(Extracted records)
————————

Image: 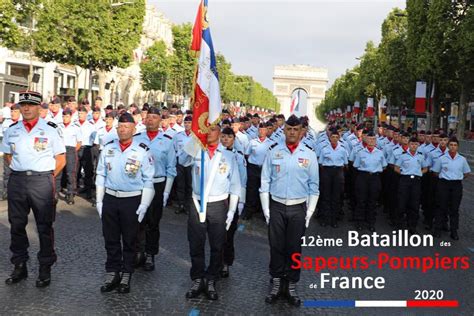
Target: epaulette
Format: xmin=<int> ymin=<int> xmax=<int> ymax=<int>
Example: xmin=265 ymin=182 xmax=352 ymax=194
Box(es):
xmin=9 ymin=121 xmax=19 ymax=127
xmin=269 ymin=143 xmax=278 ymax=150
xmin=417 ymin=152 xmax=423 ymax=155
xmin=139 ymin=143 xmax=149 ymax=151
xmin=133 ymin=132 xmax=142 ymax=137
xmin=105 ymin=140 xmax=115 ymax=146
xmin=237 ymin=150 xmax=244 ymax=156
xmin=47 ymin=121 xmax=58 ymax=128
xmin=305 ymin=144 xmax=314 ymax=151
xmin=164 ymin=134 xmax=173 ymax=140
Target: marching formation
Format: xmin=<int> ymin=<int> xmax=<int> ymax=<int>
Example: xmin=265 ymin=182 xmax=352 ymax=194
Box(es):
xmin=1 ymin=91 xmax=471 ymax=307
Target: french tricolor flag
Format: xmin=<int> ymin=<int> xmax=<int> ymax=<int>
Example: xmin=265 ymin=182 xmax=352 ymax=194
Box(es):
xmin=190 ymin=0 xmax=222 ymax=147
xmin=415 ymin=81 xmax=427 ymax=114
xmin=365 ymin=98 xmax=374 ymax=117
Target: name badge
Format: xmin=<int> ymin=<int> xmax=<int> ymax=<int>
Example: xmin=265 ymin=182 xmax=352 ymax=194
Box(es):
xmin=34 ymin=137 xmax=48 ymax=151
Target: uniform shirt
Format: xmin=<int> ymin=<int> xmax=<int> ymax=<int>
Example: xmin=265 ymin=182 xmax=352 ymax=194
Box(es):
xmin=2 ymin=118 xmax=21 ymax=135
xmin=260 ymin=142 xmax=319 ymax=199
xmin=2 ymin=106 xmax=11 ymax=120
xmin=385 ymin=142 xmax=401 ymax=164
xmin=171 ymin=123 xmax=184 ymax=133
xmin=162 ymin=126 xmax=177 ymax=139
xmin=221 ymin=144 xmax=247 ymax=192
xmin=318 ymin=143 xmax=348 ymax=167
xmin=235 ymin=131 xmax=249 ymax=154
xmin=47 ymin=109 xmax=63 ymax=125
xmin=395 ymin=151 xmax=428 ymax=177
xmin=349 ymin=141 xmax=364 ymax=162
xmin=96 ymin=139 xmax=155 ymax=191
xmin=59 ymin=122 xmax=82 ymax=147
xmin=180 ymin=146 xmax=241 ymax=198
xmin=353 ymin=147 xmax=387 ymax=173
xmin=388 ymin=144 xmax=405 ymax=165
xmin=2 ymin=119 xmax=66 ymax=172
xmin=134 ymin=131 xmax=177 ymax=179
xmin=173 ymin=130 xmax=192 ymax=160
xmin=432 ymin=152 xmax=471 ymax=180
xmin=94 ymin=126 xmax=118 ymax=150
xmin=427 ymin=147 xmax=447 ymax=168
xmin=135 ymin=122 xmax=146 ymax=134
xmin=246 ymin=125 xmax=258 ymax=139
xmin=78 ymin=120 xmax=95 ymax=146
xmin=245 ymin=137 xmax=275 ymax=166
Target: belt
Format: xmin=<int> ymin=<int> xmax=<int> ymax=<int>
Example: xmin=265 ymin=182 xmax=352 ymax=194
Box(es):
xmin=11 ymin=170 xmax=53 ymax=176
xmin=105 ymin=188 xmax=141 ymax=198
xmin=272 ymin=196 xmax=306 ymax=206
xmin=192 ymin=193 xmax=228 ymax=203
xmin=401 ymin=175 xmax=421 ymax=179
xmin=322 ymin=165 xmax=343 ymax=169
xmin=359 ymin=170 xmax=381 ymax=176
xmin=152 ymin=177 xmax=165 ymax=183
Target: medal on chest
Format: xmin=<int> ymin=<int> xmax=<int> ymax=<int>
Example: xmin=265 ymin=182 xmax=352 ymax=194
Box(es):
xmin=298 ymin=157 xmax=309 ymax=168
xmin=125 ymin=156 xmax=141 ymax=177
xmin=34 ymin=137 xmax=48 ymax=152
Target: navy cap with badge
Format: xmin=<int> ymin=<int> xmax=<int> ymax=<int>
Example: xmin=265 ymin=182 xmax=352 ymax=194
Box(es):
xmin=18 ymin=91 xmax=42 ymax=105
xmin=63 ymin=108 xmax=72 ymax=116
xmin=285 ymin=114 xmax=301 ymax=126
xmin=184 ymin=115 xmax=192 ymax=122
xmin=118 ymin=112 xmax=135 ymax=123
xmin=147 ymin=106 xmax=160 ymax=115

————————

__ASSIGNED TASK__
What is the number of lines in the entries above that hold the string "Target"? Please state that number alone.

__EXERCISE RESULT__
8